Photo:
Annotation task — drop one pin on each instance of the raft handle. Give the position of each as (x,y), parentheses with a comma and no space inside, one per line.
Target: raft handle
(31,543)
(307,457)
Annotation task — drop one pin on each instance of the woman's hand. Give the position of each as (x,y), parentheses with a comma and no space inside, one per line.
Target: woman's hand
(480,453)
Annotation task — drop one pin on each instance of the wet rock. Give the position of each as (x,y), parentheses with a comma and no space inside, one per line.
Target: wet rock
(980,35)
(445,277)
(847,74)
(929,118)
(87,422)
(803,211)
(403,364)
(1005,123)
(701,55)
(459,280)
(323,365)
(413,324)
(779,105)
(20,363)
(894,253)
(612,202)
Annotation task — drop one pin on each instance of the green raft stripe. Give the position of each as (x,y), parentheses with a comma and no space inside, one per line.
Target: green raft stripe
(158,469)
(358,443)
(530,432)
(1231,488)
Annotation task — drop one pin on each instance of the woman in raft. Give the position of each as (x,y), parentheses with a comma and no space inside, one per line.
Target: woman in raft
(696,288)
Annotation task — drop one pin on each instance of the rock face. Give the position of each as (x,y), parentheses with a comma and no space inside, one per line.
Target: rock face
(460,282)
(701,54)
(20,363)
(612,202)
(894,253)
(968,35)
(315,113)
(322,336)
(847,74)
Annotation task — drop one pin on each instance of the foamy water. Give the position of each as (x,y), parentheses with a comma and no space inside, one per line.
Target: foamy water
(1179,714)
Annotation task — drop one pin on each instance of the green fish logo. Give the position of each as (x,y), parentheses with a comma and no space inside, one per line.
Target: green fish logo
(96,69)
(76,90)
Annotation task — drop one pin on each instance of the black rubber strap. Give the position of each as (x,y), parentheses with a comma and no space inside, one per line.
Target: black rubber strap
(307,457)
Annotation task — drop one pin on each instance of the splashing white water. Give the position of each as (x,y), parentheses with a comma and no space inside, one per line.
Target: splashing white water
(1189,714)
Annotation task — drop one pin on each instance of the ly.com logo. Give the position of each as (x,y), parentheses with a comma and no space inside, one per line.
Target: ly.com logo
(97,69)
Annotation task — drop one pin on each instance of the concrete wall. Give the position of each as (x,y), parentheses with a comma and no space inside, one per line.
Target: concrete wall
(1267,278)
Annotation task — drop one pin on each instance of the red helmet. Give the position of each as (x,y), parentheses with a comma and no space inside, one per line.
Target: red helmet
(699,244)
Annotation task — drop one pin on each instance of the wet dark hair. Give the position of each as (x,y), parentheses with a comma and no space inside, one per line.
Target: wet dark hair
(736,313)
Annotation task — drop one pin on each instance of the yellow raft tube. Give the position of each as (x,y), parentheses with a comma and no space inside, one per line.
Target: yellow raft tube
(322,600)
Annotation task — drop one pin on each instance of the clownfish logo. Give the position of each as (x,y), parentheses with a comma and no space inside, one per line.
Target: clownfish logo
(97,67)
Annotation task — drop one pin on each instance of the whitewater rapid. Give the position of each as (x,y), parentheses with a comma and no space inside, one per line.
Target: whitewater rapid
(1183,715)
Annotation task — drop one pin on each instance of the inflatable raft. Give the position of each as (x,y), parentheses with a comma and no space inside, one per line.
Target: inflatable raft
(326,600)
■ ■ ■ ■
**PROBLEM**
Within the records above, the line carrying "Target: concrete wall" starts the range and the last line ends it. Set down that range exactly.

**WRITTEN SOLUTION**
Target: concrete wall
(1267,278)
Annotation task — drop one pin on each instance of the red helmet. Give the position of each as (x,y), parentheses with a comma and no space inside, one per line.
Target: red helmet
(699,244)
Annotation task — drop one pin on each instance of the wet dark hair. Give the position of each as (x,y), parentheses with a comma and no space inside, one per line.
Target: wet dark hair
(736,313)
Annotation task — drop one pin on each instance of the yellow raft tube. Give the position of each as (x,y), parentheses with a comma and no space inside, one per line.
Target: yellow raft tube
(322,600)
Annotation task — drop one pin on each instance of the clownfish logo. Give the position of each as (x,y), parentheses with a comma and no space inside, one per line.
Target: clownfish logo
(97,67)
Annotation task — drop one pin on each instance of the whitewater rapid. Give the position of each as (x,y), parentheses with a comma and no space inside, one per line.
Target: whitewater rapid
(1183,715)
Annotation task — drop one pin on each instance of the inflatable raft. Give the position of each as (x,y), parentheses with a comma and no space inside, one per line.
Target: inflatable raft
(326,600)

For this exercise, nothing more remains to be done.